**Record excerpts**

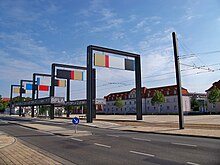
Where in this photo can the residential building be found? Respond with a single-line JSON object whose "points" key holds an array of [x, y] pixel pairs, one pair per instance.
{"points": [[213, 108], [202, 99], [129, 98]]}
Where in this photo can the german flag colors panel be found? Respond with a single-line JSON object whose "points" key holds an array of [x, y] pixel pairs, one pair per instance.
{"points": [[43, 81], [114, 62], [70, 74], [16, 90], [60, 83]]}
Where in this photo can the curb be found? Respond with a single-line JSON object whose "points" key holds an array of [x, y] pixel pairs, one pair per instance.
{"points": [[151, 132]]}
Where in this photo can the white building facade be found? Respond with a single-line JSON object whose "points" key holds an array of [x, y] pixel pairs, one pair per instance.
{"points": [[129, 98], [213, 108]]}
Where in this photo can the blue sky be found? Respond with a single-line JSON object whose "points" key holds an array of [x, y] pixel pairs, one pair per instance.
{"points": [[34, 34]]}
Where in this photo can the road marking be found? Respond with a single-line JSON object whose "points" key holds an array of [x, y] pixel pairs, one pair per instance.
{"points": [[183, 144], [102, 145], [112, 135], [79, 140], [192, 163], [147, 140], [141, 153]]}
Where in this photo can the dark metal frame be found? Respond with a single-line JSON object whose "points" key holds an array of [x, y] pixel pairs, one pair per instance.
{"points": [[21, 87], [33, 88], [12, 86], [91, 92], [54, 65]]}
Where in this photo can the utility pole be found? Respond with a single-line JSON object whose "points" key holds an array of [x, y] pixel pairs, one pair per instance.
{"points": [[178, 81]]}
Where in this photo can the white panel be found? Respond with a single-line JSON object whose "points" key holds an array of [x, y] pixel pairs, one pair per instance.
{"points": [[116, 62], [45, 81]]}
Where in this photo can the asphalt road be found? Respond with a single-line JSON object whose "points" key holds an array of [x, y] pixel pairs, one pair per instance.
{"points": [[107, 146]]}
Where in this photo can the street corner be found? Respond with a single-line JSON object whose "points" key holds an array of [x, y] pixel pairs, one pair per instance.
{"points": [[6, 140]]}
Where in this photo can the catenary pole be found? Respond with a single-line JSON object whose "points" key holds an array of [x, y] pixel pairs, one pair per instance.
{"points": [[178, 80]]}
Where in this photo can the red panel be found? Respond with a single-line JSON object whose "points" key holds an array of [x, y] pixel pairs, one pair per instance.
{"points": [[107, 61], [43, 88], [72, 75]]}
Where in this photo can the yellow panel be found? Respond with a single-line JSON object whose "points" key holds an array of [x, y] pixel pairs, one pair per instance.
{"points": [[78, 75], [62, 83], [99, 59], [16, 90]]}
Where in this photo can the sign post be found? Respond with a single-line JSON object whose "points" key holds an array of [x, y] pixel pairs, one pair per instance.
{"points": [[75, 121]]}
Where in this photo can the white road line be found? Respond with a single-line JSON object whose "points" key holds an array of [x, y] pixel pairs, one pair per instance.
{"points": [[147, 140], [183, 144], [112, 135], [192, 163], [79, 140], [141, 153], [102, 145]]}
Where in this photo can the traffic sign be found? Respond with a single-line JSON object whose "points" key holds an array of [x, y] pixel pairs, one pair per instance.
{"points": [[75, 120]]}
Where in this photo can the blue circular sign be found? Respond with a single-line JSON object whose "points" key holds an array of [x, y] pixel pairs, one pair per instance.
{"points": [[75, 120]]}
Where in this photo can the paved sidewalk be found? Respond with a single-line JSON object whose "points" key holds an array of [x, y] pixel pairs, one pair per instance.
{"points": [[13, 151]]}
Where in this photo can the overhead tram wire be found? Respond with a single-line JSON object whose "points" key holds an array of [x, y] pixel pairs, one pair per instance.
{"points": [[201, 53]]}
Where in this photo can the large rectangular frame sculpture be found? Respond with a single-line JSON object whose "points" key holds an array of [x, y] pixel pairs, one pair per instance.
{"points": [[91, 92], [34, 88], [54, 65]]}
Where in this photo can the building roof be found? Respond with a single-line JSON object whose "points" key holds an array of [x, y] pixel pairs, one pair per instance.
{"points": [[149, 92]]}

**Problem description**
Rewrite all of the material above with "pixel pairs" swapped for "coordinate pairs" and every other word left as it is. Omit the pictures.

**Task result**
Where in this photo can the residential building be found? Respond with a single-line JSON object whose "points" key holds an array of [x, y] coordinate pairs, one pair per instance.
{"points": [[213, 108], [202, 99], [129, 98]]}
Where in this photo can the german flag colors panel be found? Respond with a single-line JSON object whose "points" key holds an array of [x, y] coordinate pairs, one pair per instance.
{"points": [[43, 81], [114, 62], [70, 74], [16, 90], [60, 83]]}
Where in this photo can the curb be found? Respond with a single-line JSON object whose "points" key holds an array of [x, y] coordinate pairs, one pair per instance.
{"points": [[151, 132]]}
Where in this photo can the white building facade be found? Respond with a single-line JSON object whose "points" key holds an array of [x, y] coordinate pairs, one pair per instance.
{"points": [[129, 98], [213, 108]]}
Where in this photo can the blue sky be found? Respond with a single-line JSON object whose "points" key holds an array of [x, y] coordinate pairs, one pair per instance.
{"points": [[34, 34]]}
Where in this photo can the road marking be found? Respond with a single-line JSON object whose "points" key holds an array of [x, y] coordinate pairs, one pair per instance.
{"points": [[183, 144], [102, 145], [112, 135], [79, 140], [192, 163], [147, 140], [141, 153]]}
Where in this photo can the dark metal frame be found? Respond with a single-line JSON object whose "points" key holds an array of [x, y] coordinate pairs, one pair per instance.
{"points": [[21, 87], [33, 88], [12, 86], [91, 92], [54, 65]]}
Where in this photo can the utility pole be found? Respond with a single-line JSON object whose "points" key holds an array of [x, y] coordinate pairs, one pair per instance.
{"points": [[178, 81]]}
Where in this photo can the white panel be found? Respond with a single-line JSON object whose "points" key holds an array of [x, y] coordinate pairs, one pair per instance.
{"points": [[116, 62], [45, 81]]}
Where in this photo can the asphalt road be found? Respond with a single-line JSON object whose "points" key holds an array of [x, y] coordinate pairs, one pair per instance.
{"points": [[107, 146]]}
Where in this photo can the street corner be found? Respond with a single-line JSON object whose "points" key holds an array of [x, y] coordinate pairs, one pair per instance.
{"points": [[6, 140]]}
Where in this photo can the catenary pole be found? Respond with a single-line JSON object whose "points" key holds an array of [x, y] coordinate pairs, one pair per instance.
{"points": [[178, 80]]}
Where in this photo can the red panel be found? Respond with a single-line JSON object whose "points" key holds an array of [x, y] coordinate pairs, one pair per instance.
{"points": [[107, 61], [43, 88], [72, 75]]}
Where in this photo can the yellow panel be found? Respond with a single-line JSON object whose "points" key holds an array of [x, y] coordinate pairs, one pair per instance.
{"points": [[78, 75], [62, 83], [99, 59], [16, 90]]}
Where in this photo can the sign post be found? Respond with a single-line JSON object whose "points" key holds an array of [x, y] coordinate pairs, one pair per instance.
{"points": [[75, 121]]}
Where in this photo can the white road line be found? Respond with a single-line JSON object whose "points" key holds an array of [x, y] coordinate pairs, one pair per instance.
{"points": [[147, 140], [183, 144], [112, 135], [192, 163], [79, 140], [141, 153], [102, 145]]}
Where in this photo can the traffic sign be found? Respond with a single-line JSON object whose "points" key holds an array of [x, y] coordinate pairs, one pair per instance.
{"points": [[75, 120]]}
Where in this photo can the blue circular sign be found? Respond with a single-line JSON object whose "points" key holds an array of [x, y] coordinate pairs, one pair per instance.
{"points": [[75, 120]]}
Where in this photo can the paved sidewalk be found? Respond with a single-line JSON object whose "points" key holds an array of [x, y] coordinate pairs, one pair per instance.
{"points": [[13, 151]]}
Where in this photo can the overhead tram wire be found? Respond with a single-line JSON object whose "points" key holds an array of [x, y] coordinate pairs, one pair per instance.
{"points": [[201, 53]]}
Where in this photo can the large rectangular frame sculpture be found? Respond with a single-line JSON object whose "points" key holds an array of [x, y] coordinate pairs, one pair per instance.
{"points": [[91, 92], [34, 88], [54, 65]]}
Where in this photo can the building roof be found? Respond with a single-line JSON object whose "points" key holds an array of [x, y] coordinate pairs, one pair per instance.
{"points": [[149, 92]]}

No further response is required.